In the entries below, locate the line with "Reviewer note: every instance of the forehead", then give again that line and all lines after it, exactly, with pictures omitted.

Supplied information ::
------------

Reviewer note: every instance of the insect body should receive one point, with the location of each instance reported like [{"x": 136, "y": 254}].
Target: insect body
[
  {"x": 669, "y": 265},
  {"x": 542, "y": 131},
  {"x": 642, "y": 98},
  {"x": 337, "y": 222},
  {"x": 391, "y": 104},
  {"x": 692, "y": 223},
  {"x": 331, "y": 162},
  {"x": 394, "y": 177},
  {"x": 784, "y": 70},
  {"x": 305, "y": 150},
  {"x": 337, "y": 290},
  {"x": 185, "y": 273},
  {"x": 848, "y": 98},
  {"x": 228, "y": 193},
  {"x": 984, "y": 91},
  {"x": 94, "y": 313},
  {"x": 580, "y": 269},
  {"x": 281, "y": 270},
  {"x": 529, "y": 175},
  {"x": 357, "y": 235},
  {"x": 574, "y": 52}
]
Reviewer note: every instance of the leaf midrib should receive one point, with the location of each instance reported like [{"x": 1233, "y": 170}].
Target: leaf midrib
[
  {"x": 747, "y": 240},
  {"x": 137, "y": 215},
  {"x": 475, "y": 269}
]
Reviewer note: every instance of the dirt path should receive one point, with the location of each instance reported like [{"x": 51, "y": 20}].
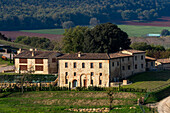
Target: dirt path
[{"x": 164, "y": 105}]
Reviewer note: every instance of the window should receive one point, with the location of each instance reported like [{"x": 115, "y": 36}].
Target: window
[
  {"x": 83, "y": 65},
  {"x": 123, "y": 67},
  {"x": 112, "y": 64},
  {"x": 136, "y": 66},
  {"x": 66, "y": 73},
  {"x": 92, "y": 82},
  {"x": 38, "y": 61},
  {"x": 100, "y": 82},
  {"x": 92, "y": 73},
  {"x": 91, "y": 65},
  {"x": 66, "y": 82},
  {"x": 74, "y": 73},
  {"x": 66, "y": 65},
  {"x": 38, "y": 68},
  {"x": 23, "y": 67},
  {"x": 74, "y": 65},
  {"x": 22, "y": 60},
  {"x": 128, "y": 67},
  {"x": 53, "y": 60},
  {"x": 100, "y": 65},
  {"x": 123, "y": 59},
  {"x": 117, "y": 63}
]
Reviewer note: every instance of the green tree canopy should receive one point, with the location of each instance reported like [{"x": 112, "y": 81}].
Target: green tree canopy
[{"x": 103, "y": 38}]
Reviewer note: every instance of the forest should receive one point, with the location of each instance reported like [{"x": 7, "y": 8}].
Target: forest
[{"x": 41, "y": 14}]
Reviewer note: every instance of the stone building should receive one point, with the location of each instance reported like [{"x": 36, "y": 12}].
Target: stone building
[
  {"x": 99, "y": 69},
  {"x": 41, "y": 62},
  {"x": 163, "y": 64}
]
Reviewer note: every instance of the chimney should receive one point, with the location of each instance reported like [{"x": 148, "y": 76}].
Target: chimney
[
  {"x": 79, "y": 54},
  {"x": 33, "y": 53},
  {"x": 19, "y": 51}
]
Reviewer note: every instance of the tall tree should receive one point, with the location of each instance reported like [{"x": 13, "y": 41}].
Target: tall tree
[{"x": 105, "y": 38}]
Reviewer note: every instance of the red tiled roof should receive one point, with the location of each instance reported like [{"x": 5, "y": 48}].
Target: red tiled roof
[
  {"x": 149, "y": 58},
  {"x": 37, "y": 54},
  {"x": 164, "y": 61},
  {"x": 134, "y": 51},
  {"x": 94, "y": 56},
  {"x": 118, "y": 55}
]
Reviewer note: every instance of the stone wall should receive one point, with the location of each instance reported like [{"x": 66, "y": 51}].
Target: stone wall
[{"x": 83, "y": 75}]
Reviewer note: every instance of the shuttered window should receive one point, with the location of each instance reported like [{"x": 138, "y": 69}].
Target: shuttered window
[
  {"x": 23, "y": 67},
  {"x": 38, "y": 68},
  {"x": 22, "y": 60},
  {"x": 38, "y": 61}
]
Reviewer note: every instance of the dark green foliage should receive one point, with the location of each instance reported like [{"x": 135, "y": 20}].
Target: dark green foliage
[
  {"x": 36, "y": 14},
  {"x": 43, "y": 43},
  {"x": 103, "y": 38},
  {"x": 165, "y": 32}
]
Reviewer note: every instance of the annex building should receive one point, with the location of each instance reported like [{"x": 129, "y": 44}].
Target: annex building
[{"x": 83, "y": 69}]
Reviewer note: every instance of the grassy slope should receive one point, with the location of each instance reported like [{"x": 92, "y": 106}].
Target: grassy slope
[
  {"x": 132, "y": 30},
  {"x": 17, "y": 45},
  {"x": 57, "y": 101},
  {"x": 150, "y": 80}
]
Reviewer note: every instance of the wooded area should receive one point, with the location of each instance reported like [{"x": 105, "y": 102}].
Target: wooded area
[{"x": 39, "y": 14}]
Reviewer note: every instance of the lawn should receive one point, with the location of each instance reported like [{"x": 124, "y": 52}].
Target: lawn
[
  {"x": 150, "y": 80},
  {"x": 132, "y": 30},
  {"x": 57, "y": 101},
  {"x": 46, "y": 31}
]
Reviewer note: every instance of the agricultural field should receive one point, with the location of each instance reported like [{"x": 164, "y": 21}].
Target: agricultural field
[
  {"x": 149, "y": 80},
  {"x": 58, "y": 101}
]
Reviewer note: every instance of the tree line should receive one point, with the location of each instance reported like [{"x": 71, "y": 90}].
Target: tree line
[{"x": 39, "y": 14}]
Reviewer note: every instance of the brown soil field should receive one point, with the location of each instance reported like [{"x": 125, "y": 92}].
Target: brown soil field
[
  {"x": 14, "y": 34},
  {"x": 162, "y": 22}
]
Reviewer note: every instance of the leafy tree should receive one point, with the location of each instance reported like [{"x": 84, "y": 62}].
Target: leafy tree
[
  {"x": 68, "y": 24},
  {"x": 94, "y": 21},
  {"x": 73, "y": 39},
  {"x": 105, "y": 38},
  {"x": 141, "y": 46},
  {"x": 165, "y": 32}
]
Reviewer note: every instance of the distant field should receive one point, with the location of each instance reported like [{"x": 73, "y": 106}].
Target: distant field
[
  {"x": 141, "y": 31},
  {"x": 132, "y": 30}
]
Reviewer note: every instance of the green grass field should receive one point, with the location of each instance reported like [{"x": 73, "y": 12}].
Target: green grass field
[
  {"x": 149, "y": 80},
  {"x": 57, "y": 101},
  {"x": 132, "y": 30}
]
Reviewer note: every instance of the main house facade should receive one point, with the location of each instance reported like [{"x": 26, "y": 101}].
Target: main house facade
[{"x": 83, "y": 69}]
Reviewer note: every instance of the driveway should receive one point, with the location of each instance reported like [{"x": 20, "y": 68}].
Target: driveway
[{"x": 164, "y": 105}]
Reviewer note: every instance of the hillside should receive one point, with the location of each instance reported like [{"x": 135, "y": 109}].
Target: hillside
[{"x": 41, "y": 14}]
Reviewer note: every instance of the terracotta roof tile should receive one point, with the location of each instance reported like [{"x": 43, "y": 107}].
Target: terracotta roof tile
[
  {"x": 37, "y": 54},
  {"x": 164, "y": 61},
  {"x": 149, "y": 58},
  {"x": 118, "y": 55},
  {"x": 94, "y": 56},
  {"x": 134, "y": 51}
]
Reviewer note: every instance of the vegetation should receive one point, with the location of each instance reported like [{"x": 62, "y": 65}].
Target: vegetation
[
  {"x": 36, "y": 42},
  {"x": 21, "y": 14},
  {"x": 5, "y": 62},
  {"x": 103, "y": 38},
  {"x": 57, "y": 101},
  {"x": 149, "y": 80}
]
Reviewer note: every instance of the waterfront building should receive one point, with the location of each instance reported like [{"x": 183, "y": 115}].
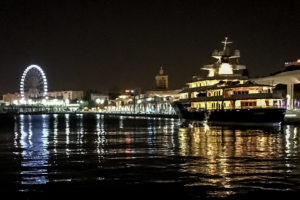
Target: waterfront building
[
  {"x": 146, "y": 104},
  {"x": 99, "y": 98},
  {"x": 69, "y": 94},
  {"x": 162, "y": 82},
  {"x": 11, "y": 98}
]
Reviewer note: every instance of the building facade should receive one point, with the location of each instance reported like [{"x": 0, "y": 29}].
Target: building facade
[
  {"x": 99, "y": 97},
  {"x": 70, "y": 94},
  {"x": 162, "y": 82},
  {"x": 149, "y": 103},
  {"x": 11, "y": 98}
]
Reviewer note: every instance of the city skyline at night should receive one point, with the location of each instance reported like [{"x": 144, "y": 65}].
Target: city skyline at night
[{"x": 97, "y": 45}]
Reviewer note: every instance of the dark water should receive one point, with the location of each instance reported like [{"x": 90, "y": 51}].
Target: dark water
[{"x": 45, "y": 156}]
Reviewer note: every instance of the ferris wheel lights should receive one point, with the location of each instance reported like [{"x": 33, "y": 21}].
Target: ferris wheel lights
[{"x": 37, "y": 82}]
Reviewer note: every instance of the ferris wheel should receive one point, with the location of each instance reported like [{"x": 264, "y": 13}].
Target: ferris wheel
[{"x": 33, "y": 83}]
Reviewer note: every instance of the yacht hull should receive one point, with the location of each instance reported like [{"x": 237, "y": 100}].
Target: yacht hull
[{"x": 264, "y": 115}]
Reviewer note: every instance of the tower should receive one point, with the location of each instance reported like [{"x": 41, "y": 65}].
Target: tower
[{"x": 162, "y": 80}]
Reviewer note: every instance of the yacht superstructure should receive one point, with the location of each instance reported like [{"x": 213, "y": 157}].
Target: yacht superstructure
[{"x": 225, "y": 95}]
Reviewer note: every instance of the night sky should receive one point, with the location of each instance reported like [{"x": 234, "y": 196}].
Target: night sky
[{"x": 85, "y": 45}]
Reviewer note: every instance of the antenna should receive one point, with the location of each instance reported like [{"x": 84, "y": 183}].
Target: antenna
[{"x": 225, "y": 42}]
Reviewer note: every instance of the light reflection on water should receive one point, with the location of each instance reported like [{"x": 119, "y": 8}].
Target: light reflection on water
[{"x": 83, "y": 148}]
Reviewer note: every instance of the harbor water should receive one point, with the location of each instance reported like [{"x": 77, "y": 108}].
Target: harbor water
[{"x": 45, "y": 156}]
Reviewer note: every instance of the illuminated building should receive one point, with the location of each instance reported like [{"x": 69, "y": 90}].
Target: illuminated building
[
  {"x": 162, "y": 82},
  {"x": 11, "y": 98},
  {"x": 69, "y": 94}
]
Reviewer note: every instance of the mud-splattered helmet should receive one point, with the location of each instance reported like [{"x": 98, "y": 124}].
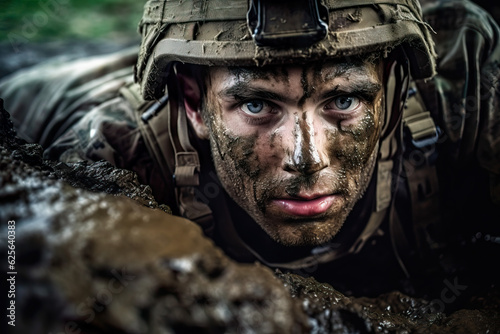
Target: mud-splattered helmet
[{"x": 261, "y": 32}]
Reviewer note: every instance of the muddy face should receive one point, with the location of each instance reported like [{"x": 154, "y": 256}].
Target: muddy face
[{"x": 295, "y": 146}]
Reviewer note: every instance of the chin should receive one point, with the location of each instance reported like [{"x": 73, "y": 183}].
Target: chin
[{"x": 303, "y": 233}]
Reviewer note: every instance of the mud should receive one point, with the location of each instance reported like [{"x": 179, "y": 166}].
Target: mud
[{"x": 96, "y": 254}]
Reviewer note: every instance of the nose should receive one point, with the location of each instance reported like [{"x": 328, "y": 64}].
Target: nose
[{"x": 304, "y": 157}]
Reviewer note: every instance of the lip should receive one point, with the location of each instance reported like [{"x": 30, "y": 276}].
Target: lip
[{"x": 305, "y": 206}]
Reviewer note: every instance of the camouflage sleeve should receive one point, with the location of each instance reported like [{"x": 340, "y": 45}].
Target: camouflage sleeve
[
  {"x": 468, "y": 89},
  {"x": 103, "y": 133},
  {"x": 47, "y": 99}
]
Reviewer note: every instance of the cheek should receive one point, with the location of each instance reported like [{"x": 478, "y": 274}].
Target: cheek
[{"x": 353, "y": 146}]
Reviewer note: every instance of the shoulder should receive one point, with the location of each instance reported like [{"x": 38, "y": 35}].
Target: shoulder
[{"x": 44, "y": 100}]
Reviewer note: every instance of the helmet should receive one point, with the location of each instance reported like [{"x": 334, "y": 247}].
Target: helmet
[{"x": 262, "y": 32}]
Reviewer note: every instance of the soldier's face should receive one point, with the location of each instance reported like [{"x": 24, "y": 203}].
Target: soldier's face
[{"x": 295, "y": 146}]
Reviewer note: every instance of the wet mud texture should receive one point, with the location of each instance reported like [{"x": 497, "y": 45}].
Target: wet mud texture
[{"x": 96, "y": 254}]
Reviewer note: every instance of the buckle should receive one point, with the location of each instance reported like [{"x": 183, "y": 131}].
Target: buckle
[{"x": 278, "y": 23}]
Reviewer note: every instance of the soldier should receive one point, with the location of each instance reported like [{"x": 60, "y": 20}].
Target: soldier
[{"x": 355, "y": 141}]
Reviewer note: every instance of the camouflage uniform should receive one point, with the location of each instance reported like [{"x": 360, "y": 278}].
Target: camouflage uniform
[{"x": 86, "y": 116}]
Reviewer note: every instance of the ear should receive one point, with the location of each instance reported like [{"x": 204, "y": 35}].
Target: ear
[{"x": 192, "y": 104}]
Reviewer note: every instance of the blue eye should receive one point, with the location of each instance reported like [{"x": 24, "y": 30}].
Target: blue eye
[
  {"x": 253, "y": 107},
  {"x": 345, "y": 102}
]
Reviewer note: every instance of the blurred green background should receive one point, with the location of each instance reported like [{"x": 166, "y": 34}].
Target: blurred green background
[{"x": 45, "y": 20}]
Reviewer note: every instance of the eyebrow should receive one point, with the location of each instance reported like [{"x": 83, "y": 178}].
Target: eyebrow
[
  {"x": 368, "y": 90},
  {"x": 362, "y": 85},
  {"x": 243, "y": 91}
]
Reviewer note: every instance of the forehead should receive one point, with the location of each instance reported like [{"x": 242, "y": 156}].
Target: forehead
[{"x": 318, "y": 71}]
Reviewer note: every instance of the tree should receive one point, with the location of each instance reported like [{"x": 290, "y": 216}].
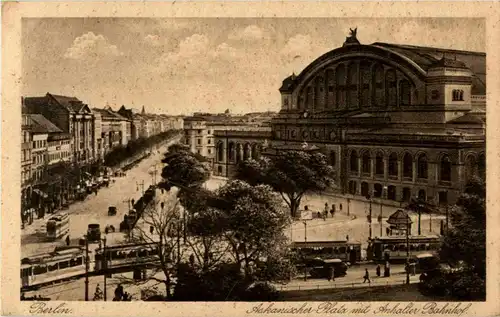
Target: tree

------------

Reply ::
Reviewer note: every instance of the forehead should receive one point, with the location of each instance reported like [{"x": 242, "y": 156}].
Target: forehead
[{"x": 318, "y": 71}]
Reviewer note: every instance of the tree should receive one point, with the location of each instance reported like [{"x": 290, "y": 216}].
Target: tree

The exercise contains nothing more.